Lee Gomes had a funny column in today’s Wall Street Journal about how his Windows XP system mysteriously crashed and then — after hours of consultation with Microsoft support failed to figure out the problem — mysteriously returned to working order. With the bug refusing to reproduce itself so the support team could diagnose it, they had to close the case on Gomes: “An intermittent error,” the Microsofties concluded, not too encouragingly.
We’ve all been there. I was doubly amused since I wrote a similar column almost a decade ago, about difficulties getting my then advanced Windows 3.1 computer to play Myst properly. That computer would be an antique today, and Windows XP is enormously better than Windows 3.1 in all sorts of ways. But our operating systems still stall out on us, leaving us perplexed and paralyzed.
Gomes gently rejects the idea that this is a Microsoft-specific issue: “Some anti-Microsoft partisans might say Windows itself was the bug. Maybe. But maybe the reason Windows seems to break more than Linux or Macintosh is simply that more people use it for more things.”
Maybe. It’s a fair point. (Though I have years of experience of Macs crashing too.) But at least with Linux, there’s a clear, open, public process for identifying and fixing known bugs. You don’t have to wait around for Redmond to issue the New, Improved, Higher-Priced Windows — Still With Intermittent Errors!

^^^^^^^^^^^^^^^^

What you will do:
1) In the passage on Windows crashes, rewrite the section from "Lee Gomes had" to "perplexed and paralyzed.", replacing "Windows 3.1" with "Windows 95".
2) According to the passage on Windows crashes, why did Microsoft support have to close the case on Gomes? Answer in one to three sentences.

^^^^^^^^^^^^^^^^

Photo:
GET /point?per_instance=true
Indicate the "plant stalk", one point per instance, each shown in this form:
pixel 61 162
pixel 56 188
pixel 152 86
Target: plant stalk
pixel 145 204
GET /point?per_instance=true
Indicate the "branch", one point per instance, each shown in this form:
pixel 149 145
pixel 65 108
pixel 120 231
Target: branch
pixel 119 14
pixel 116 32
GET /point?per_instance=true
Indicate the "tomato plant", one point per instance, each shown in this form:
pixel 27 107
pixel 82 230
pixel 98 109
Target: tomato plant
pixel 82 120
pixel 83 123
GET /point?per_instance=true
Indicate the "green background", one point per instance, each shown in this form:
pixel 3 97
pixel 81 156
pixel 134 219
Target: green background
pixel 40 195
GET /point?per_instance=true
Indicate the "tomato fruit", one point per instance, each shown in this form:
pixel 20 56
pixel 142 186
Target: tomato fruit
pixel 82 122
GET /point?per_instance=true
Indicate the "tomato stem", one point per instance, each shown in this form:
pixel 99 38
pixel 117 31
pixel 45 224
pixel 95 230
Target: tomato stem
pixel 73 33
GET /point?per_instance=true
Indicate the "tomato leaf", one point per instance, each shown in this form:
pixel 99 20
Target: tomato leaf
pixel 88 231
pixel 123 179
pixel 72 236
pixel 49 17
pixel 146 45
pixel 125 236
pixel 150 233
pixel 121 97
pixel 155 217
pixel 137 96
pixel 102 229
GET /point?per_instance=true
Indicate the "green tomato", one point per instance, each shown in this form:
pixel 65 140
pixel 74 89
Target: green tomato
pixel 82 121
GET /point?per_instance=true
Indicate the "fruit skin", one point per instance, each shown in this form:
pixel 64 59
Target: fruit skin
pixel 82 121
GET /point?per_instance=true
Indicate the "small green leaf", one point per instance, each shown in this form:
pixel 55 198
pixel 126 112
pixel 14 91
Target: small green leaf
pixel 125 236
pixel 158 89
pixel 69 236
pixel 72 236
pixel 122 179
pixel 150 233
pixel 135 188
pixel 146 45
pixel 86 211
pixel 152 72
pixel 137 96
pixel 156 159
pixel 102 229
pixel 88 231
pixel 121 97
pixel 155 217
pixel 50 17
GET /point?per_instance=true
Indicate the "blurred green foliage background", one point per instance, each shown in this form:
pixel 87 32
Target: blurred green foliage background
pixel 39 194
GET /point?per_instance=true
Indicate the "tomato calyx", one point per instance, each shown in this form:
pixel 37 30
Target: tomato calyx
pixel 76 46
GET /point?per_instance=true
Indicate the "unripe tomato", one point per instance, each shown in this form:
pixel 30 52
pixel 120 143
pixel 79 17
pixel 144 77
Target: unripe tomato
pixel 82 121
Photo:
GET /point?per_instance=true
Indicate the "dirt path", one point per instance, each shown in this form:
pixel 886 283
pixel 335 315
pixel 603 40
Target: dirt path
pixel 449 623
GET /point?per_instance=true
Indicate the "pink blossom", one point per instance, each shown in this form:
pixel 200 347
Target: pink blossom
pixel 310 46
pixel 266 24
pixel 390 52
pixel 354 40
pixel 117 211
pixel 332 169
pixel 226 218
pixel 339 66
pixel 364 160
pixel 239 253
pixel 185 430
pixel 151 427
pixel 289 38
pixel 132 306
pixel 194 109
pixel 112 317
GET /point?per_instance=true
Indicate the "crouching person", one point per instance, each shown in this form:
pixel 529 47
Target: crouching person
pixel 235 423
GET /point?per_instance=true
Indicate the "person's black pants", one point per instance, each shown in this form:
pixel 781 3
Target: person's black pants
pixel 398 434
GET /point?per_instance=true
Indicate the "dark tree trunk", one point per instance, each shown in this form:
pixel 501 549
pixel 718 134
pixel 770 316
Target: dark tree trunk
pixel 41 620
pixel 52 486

^^^^^^^^^^^^^^^^

Answers to the exercise:
1)
Lee Gomes had a funny column in today’s Wall Street Journal about how his Windows XP system mysteriously crashed and then — after hours of consultation with Microsoft support failed to figure out the problem — mysteriously returned to working order. With the bug refusing to reproduce itself so the support team could diagnose it, they had to close the case on Gomes: “An intermittent error,” the Microsofties concluded, not too encouragingly.
We’ve all been there. I was doubly amused since I wrote a similar column almost a decade ago, about difficulties getting my then advanced Windows 95 computer to play Myst properly. That computer would be an antique today, and Windows XP is enormously better than Windows 95 in all sorts of ways. But our operating systems still stall out on us, leaving us perplexed and paralyzed.

2) The bug would not reproduce itself, so the support team could not diagnose it. They could only call it "an intermittent error."